**Elenco attività**
1. Riassumi in due frasi il brano su Cantamessa e Lara Croft.
2. Riprendi il brano su Cantamessa e Lara Croft a partire dalla sua ultima frase.

**Brano da leggere**
Uno sguardo al futuro
Nel corso della sua lunga carriera, Cantamessa ha lavorato anche come story consultant in progetti di assoluto spicco, aiutando i team di sviluppo a focalizzarsi su particolari aspetti e ad approfondire determinate tematiche. Nel caso di Rise of the Tomb Raider, si è trovato a confrontarsi con un personaggio femminile totemico nel mondo dei videogiochi: Lara Croft, simbolo di un cambio di rotta per quanto riguarda le donne e l'universo videoludico. "A dirlo adesso sembra impossibile, ma negli anni '90 tanti addetti ai lavori pensavano che nessuno avrebbe voluto giocare nei panni di un personaggio femminile", spiega, "anche se ai tempi del primo Tomb Raider l'aspetto estetico di Lara era in linea con i gusti del periodo, si era già di fronte a un enorme passo in avanti".
Cantamessa definisce Lara Croft "un personaggio seminale nella storia dei videogiochi", "un'icona" uscita dal videogioco per conquistare il mondo, presente sulle copertine delle riviste, nei film e nelle pubblicità. "È stato un onore per me collaborare a un franchise di così grande importanza storica", ha commentato, "il successo di Lara ha dimostrato che i detrattori avevo torto, e ha aperto le porte a tante nuove storie e progetti, fino ad arrivare a The Last of Us Parte II, che ha un indubbio debito di gratitudine verso il coraggio di Toby Gard e degli altri sviluppatori che hanno lanciato il primo Tomb Raider, assumendosi un enorme rischio".

**Estratti di dati**

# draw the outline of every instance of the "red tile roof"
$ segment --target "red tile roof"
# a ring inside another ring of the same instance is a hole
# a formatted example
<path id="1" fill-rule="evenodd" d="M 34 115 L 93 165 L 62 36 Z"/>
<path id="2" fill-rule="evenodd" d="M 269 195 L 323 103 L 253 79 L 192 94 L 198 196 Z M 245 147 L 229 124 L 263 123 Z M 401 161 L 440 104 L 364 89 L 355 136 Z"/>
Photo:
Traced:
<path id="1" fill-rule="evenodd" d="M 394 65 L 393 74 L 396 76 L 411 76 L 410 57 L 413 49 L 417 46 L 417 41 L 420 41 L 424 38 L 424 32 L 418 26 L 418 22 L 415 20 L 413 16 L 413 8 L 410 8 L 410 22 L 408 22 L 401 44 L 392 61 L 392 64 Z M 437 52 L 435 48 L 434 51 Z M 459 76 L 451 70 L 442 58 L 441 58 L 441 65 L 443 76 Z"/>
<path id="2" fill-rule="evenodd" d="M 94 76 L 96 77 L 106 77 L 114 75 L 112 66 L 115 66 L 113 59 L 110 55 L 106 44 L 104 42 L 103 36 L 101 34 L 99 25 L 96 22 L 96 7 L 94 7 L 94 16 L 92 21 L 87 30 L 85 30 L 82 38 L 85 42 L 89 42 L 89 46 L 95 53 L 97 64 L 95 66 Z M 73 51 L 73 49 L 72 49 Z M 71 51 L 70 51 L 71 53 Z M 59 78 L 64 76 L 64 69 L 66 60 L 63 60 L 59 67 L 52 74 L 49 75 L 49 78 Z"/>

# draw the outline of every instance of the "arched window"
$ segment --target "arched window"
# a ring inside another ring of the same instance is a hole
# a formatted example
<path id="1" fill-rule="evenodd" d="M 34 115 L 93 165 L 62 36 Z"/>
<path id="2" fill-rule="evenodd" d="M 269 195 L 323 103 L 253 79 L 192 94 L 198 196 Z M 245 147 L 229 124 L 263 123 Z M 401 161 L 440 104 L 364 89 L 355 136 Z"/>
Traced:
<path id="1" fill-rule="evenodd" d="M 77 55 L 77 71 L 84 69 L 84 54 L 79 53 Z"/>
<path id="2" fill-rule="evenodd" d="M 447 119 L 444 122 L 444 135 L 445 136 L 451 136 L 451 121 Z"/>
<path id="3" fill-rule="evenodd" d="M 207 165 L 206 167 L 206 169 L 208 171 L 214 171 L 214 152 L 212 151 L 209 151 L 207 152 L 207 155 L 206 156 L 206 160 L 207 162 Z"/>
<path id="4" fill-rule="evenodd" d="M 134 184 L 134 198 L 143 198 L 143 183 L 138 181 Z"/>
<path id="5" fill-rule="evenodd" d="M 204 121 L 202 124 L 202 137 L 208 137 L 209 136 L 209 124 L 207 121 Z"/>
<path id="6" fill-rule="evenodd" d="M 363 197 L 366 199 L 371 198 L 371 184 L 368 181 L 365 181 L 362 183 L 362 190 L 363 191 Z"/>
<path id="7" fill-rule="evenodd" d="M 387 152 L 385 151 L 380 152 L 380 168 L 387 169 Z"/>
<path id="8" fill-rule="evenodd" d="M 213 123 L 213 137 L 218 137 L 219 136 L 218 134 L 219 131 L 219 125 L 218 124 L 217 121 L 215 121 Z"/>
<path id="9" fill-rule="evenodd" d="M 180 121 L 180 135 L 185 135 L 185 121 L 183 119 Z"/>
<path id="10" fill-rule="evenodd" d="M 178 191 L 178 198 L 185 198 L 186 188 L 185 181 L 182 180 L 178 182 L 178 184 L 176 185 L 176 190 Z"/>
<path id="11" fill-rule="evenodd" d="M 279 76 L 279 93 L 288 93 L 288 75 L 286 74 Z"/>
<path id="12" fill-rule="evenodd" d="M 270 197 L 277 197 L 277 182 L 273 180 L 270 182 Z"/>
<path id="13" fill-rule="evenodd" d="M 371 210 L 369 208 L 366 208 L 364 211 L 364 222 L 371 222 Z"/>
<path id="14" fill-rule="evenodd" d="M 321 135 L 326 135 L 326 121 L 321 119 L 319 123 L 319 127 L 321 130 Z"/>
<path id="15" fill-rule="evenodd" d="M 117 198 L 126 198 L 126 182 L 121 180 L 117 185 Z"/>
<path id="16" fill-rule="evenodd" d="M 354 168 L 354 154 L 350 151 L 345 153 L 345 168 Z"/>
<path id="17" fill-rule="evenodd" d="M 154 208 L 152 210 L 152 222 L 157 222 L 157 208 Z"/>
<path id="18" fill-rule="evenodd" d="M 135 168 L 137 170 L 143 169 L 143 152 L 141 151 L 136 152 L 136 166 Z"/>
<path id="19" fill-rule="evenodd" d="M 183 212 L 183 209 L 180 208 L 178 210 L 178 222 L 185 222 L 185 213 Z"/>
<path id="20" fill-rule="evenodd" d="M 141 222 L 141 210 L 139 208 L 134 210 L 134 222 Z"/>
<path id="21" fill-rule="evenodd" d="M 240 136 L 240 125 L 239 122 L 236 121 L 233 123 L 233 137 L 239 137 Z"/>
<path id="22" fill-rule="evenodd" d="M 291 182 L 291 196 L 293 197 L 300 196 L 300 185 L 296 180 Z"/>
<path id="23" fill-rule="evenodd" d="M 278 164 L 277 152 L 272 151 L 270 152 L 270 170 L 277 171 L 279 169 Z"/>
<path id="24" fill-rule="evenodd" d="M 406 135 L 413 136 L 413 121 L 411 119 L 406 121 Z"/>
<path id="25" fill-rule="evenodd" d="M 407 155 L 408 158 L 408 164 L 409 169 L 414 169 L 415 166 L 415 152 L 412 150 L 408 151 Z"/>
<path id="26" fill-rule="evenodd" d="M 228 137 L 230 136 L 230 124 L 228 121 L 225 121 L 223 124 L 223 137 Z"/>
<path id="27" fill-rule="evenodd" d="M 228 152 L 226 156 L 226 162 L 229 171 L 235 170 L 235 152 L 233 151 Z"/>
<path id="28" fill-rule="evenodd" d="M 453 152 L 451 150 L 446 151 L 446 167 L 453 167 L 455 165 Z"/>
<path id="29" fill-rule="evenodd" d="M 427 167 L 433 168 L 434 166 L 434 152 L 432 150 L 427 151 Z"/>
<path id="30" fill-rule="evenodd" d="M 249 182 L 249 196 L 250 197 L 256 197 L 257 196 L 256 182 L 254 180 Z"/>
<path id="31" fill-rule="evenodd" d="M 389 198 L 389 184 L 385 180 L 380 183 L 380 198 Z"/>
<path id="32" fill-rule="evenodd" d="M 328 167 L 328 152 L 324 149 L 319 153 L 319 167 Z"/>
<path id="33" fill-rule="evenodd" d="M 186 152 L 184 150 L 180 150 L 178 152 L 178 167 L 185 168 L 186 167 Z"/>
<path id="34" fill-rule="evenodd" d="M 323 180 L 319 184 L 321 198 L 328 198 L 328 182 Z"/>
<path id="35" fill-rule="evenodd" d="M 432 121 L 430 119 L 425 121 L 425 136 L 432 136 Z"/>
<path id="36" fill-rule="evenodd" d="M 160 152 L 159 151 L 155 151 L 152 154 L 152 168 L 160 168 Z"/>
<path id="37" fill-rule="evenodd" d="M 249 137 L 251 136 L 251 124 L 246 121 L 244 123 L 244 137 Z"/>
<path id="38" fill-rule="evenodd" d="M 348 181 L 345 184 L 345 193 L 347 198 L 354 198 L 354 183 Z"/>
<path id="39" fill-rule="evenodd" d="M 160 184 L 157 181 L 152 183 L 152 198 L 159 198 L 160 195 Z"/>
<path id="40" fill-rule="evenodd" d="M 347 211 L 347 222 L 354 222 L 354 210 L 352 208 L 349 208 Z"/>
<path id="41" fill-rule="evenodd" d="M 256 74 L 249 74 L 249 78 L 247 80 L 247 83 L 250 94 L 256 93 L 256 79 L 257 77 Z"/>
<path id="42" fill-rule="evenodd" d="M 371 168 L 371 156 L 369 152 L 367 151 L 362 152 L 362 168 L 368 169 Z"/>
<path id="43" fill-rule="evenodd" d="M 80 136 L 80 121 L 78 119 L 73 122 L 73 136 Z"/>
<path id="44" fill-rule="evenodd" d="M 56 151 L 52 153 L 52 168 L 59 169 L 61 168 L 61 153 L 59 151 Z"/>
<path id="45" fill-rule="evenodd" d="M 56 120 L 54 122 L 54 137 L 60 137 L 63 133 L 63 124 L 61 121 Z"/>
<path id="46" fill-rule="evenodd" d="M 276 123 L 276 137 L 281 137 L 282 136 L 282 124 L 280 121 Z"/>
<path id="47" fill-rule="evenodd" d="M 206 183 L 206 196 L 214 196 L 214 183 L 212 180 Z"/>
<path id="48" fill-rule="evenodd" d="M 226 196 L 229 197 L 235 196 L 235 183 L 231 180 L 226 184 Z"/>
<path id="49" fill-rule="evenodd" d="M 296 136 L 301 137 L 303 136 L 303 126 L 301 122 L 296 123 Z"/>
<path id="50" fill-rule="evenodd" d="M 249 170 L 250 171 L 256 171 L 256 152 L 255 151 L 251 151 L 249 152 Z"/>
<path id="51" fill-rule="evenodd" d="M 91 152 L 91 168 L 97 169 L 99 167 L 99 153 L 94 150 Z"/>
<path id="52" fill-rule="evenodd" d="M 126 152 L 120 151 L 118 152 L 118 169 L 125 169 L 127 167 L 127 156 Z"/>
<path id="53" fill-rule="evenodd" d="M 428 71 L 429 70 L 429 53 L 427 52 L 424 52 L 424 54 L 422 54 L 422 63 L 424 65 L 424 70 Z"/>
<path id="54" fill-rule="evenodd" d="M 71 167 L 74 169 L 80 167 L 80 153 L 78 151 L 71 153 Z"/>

**Risposte scritte**
1. Nella sua carriera Cantamessa ha lavorato come story consultant anche per Rise of the Tomb Raider, confrontandosi con Lara Croft, simbolo di un cambio di rotta per le donne nel mondo dei videogiochi in un periodo, gli anni '90, in cui molti addetti ai lavori pensavano che nessuno avrebbe voluto giocare nei panni di un personaggio femminile. Per Cantamessa Lara è un'icona uscita dal videogioco, e il suo successo ha aperto le porte a nuove storie e progetti fino a The Last of Us Parte II, che ha un debito di gratitudine verso il coraggio di Toby Gard e degli altri sviluppatori del primo Tomb Raider.

2.
Essendo Christian Cantamessa un ottimo conoscitore del passato del medium, gli abbiamo chiesto quali sono i suoi auspici e le sue previsioni per il futuro dei videogiochi: "Penso che il futuro del videogioco sia una strada di successo sempre più di massa, alla ricerca di nuove formule per eliminare le barriere di difficoltà di accesso, in particolare per chi è diversamente abile", ha detto, "insomma, un futuro sempre più inclusivo, con mondi virtuali che continuino a coinvolgerci creativamente e intellettualmente, non rivolti soltanto alla ristretta nicchia degli iniziati". Quanto alla sua carriera, la sua speranza è di continuare a lavorare in questo campo, proseguendo il suo viaggio di esplorazione di più forme espressive, tra cui cinema, fumetto e televisione, applicando le sue conoscenze a tutto tondo: "Sai, si parla tanto di metaverso", dice, "e una delle chiavi del metaverso è la convergenza dei contenuti. Mi piacerebbe continuare a portare questa convergenza nel mio lavoro".
Auguriamo ogni fortuna a Christian Cantamessa, coraggioso esploratore crossmediale e orgoglio italiano nell'arte del tessere storie, e lo ringraziamo per questa intervista.